**WHAT TO WORK ON:** Please filter the listing below, keeping only the lines that contain the word "desk". Letter case matters.

[Excerpt from a dataset]
▬▬▬

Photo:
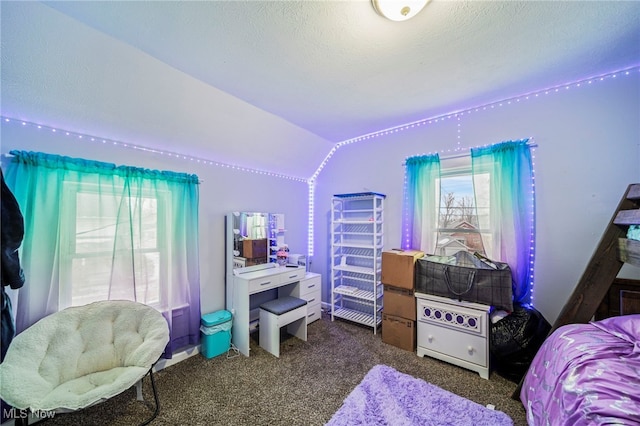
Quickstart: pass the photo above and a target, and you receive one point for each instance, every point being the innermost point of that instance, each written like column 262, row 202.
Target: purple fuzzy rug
column 387, row 397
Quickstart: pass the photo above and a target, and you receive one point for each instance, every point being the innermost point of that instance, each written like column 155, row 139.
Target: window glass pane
column 96, row 219
column 458, row 221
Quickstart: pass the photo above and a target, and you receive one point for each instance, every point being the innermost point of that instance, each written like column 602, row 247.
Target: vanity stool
column 274, row 314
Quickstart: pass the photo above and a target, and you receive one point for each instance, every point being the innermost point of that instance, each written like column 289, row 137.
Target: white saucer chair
column 82, row 356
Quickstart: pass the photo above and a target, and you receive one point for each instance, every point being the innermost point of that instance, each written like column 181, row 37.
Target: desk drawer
column 454, row 343
column 264, row 283
column 292, row 275
column 310, row 285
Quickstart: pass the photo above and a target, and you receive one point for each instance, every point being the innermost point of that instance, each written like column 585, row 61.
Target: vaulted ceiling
column 339, row 70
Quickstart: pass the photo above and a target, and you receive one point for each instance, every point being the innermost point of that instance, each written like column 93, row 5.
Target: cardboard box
column 399, row 332
column 398, row 267
column 252, row 249
column 399, row 302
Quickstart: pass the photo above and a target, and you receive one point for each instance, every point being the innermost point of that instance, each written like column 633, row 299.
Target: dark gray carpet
column 305, row 386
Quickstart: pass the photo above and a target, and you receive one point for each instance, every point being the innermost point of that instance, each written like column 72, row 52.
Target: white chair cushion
column 82, row 355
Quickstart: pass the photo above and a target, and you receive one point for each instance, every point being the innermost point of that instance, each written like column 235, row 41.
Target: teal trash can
column 215, row 331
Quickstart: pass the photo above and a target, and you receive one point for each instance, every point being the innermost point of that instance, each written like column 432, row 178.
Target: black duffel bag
column 515, row 340
column 466, row 276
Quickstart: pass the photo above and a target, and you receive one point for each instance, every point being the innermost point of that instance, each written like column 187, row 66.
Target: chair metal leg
column 155, row 397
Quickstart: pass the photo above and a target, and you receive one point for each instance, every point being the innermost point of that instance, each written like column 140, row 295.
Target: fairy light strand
column 170, row 154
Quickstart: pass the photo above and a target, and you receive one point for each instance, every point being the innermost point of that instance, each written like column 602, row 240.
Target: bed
column 586, row 374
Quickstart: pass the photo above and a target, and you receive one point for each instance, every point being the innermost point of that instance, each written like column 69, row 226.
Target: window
column 458, row 218
column 98, row 229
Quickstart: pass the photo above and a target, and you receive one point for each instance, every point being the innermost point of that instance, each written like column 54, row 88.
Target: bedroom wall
column 588, row 153
column 222, row 191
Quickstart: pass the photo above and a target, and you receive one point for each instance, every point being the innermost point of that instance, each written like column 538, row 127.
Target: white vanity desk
column 255, row 279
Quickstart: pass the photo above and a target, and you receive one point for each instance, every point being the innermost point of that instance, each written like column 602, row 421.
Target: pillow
column 626, row 327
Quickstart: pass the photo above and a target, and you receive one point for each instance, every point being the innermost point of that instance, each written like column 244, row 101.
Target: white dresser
column 455, row 332
column 252, row 280
column 310, row 289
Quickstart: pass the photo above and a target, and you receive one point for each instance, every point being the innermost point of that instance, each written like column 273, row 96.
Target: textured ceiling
column 339, row 70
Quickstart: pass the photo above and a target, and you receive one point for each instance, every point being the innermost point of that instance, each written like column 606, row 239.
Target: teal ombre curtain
column 421, row 203
column 503, row 180
column 97, row 231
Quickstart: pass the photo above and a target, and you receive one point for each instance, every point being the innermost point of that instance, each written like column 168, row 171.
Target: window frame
column 68, row 241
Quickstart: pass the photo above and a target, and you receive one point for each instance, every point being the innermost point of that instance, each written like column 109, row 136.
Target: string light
column 384, row 132
column 310, row 234
column 585, row 82
column 170, row 154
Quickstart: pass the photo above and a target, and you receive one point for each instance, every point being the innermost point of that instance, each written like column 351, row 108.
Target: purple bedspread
column 586, row 374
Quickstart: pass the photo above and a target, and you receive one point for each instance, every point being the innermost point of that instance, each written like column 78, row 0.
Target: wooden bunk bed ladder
column 612, row 252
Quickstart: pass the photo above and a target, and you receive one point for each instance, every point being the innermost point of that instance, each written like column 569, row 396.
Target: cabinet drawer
column 312, row 297
column 310, row 285
column 264, row 283
column 292, row 275
column 454, row 343
column 314, row 312
column 453, row 315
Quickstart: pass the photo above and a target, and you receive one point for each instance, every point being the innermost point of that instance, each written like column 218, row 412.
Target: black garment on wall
column 12, row 226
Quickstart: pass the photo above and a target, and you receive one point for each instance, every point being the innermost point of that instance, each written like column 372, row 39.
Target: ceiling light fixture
column 399, row 10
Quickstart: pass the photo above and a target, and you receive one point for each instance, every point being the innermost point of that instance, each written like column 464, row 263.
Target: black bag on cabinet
column 466, row 276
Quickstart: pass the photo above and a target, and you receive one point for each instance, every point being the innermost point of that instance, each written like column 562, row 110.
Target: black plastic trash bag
column 515, row 339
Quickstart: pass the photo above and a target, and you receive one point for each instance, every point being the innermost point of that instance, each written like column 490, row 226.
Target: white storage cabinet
column 454, row 332
column 357, row 240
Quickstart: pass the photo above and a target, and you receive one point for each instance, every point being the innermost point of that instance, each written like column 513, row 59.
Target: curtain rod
column 468, row 152
column 9, row 155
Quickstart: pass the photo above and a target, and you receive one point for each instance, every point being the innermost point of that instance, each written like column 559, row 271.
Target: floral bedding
column 586, row 374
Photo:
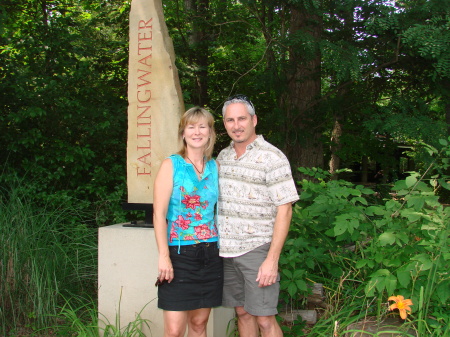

▬▬▬

**RESPONSE BELOW:**
Target: desk drawer
Target: white vanity desk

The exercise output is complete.